Task prompt: Each record should be given again exactly as it appears, with no image included.

::::::

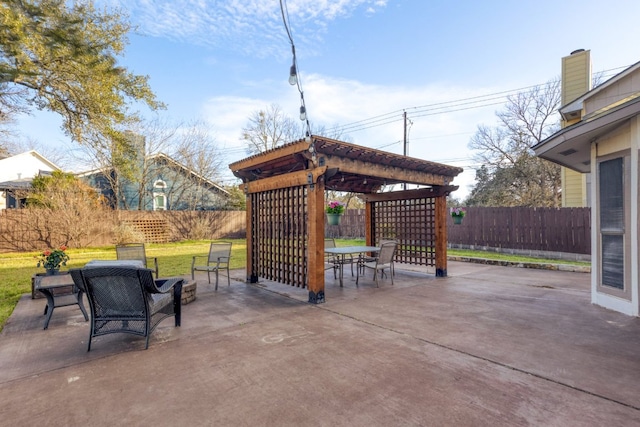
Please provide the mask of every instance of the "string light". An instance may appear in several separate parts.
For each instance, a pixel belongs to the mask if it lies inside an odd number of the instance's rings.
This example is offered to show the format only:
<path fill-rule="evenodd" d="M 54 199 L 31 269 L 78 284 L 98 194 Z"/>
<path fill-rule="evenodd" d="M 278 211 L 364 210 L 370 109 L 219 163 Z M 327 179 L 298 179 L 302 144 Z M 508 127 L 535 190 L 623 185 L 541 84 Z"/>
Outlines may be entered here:
<path fill-rule="evenodd" d="M 296 65 L 293 64 L 289 70 L 289 84 L 295 86 L 298 84 L 298 72 L 296 71 Z"/>
<path fill-rule="evenodd" d="M 307 128 L 306 136 L 309 137 L 311 136 L 311 125 L 309 124 L 309 119 L 307 116 L 307 107 L 304 102 L 302 82 L 300 81 L 300 73 L 298 72 L 296 46 L 293 43 L 293 37 L 291 36 L 291 30 L 289 29 L 289 11 L 287 9 L 286 0 L 280 0 L 280 12 L 282 13 L 282 22 L 284 23 L 284 28 L 287 31 L 287 36 L 289 37 L 289 42 L 291 43 L 291 55 L 293 56 L 293 64 L 291 65 L 291 68 L 289 68 L 289 84 L 292 86 L 296 86 L 298 88 L 298 92 L 300 92 L 300 120 L 305 122 Z"/>

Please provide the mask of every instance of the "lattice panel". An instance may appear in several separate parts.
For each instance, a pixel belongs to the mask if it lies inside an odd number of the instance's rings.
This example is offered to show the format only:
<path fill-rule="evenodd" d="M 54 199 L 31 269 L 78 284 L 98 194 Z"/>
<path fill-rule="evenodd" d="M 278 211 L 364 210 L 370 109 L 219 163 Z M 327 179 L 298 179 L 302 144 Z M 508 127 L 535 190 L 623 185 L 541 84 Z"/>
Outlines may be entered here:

::::::

Solution:
Please provide the mask of every instance of the "string light". An instance may appear in several separate parts.
For each instance, a pixel belongs to the mask if it lies inside an odd number of the instance's rings.
This example is offered to show the format only:
<path fill-rule="evenodd" d="M 54 199 L 31 269 L 78 284 L 98 194 Z"/>
<path fill-rule="evenodd" d="M 278 211 L 364 210 L 370 109 L 219 163 Z M 327 179 L 298 179 L 302 144 Z M 508 127 L 535 190 L 623 185 L 541 84 Z"/>
Outlines may be entered here:
<path fill-rule="evenodd" d="M 296 65 L 293 64 L 289 70 L 289 84 L 295 86 L 298 84 L 298 72 L 296 71 Z"/>
<path fill-rule="evenodd" d="M 307 128 L 306 136 L 309 137 L 311 136 L 311 125 L 309 124 L 309 119 L 307 116 L 307 107 L 304 102 L 302 82 L 300 81 L 300 73 L 298 72 L 296 46 L 293 43 L 293 37 L 291 36 L 291 30 L 289 29 L 289 11 L 287 9 L 286 0 L 280 0 L 280 12 L 282 13 L 282 22 L 284 23 L 284 28 L 287 31 L 287 36 L 289 37 L 289 42 L 291 43 L 291 55 L 293 56 L 293 64 L 291 65 L 291 68 L 289 68 L 289 84 L 292 86 L 296 86 L 298 88 L 298 92 L 300 92 L 300 120 L 305 122 Z"/>

Please provide the mask of every instance of the "lattice panel". An instance may appear in several separate parts.
For each instance, a pixel belongs to the mask if it lies inside an odd number of the instance's rings.
This example is offered to show the format only:
<path fill-rule="evenodd" d="M 54 199 L 31 269 L 78 284 L 98 194 Z"/>
<path fill-rule="evenodd" d="M 278 211 L 364 210 L 370 109 L 219 163 Z M 327 179 L 298 179 L 302 144 Z M 508 127 L 535 190 L 623 185 L 541 84 Z"/>
Outlines may be entered here:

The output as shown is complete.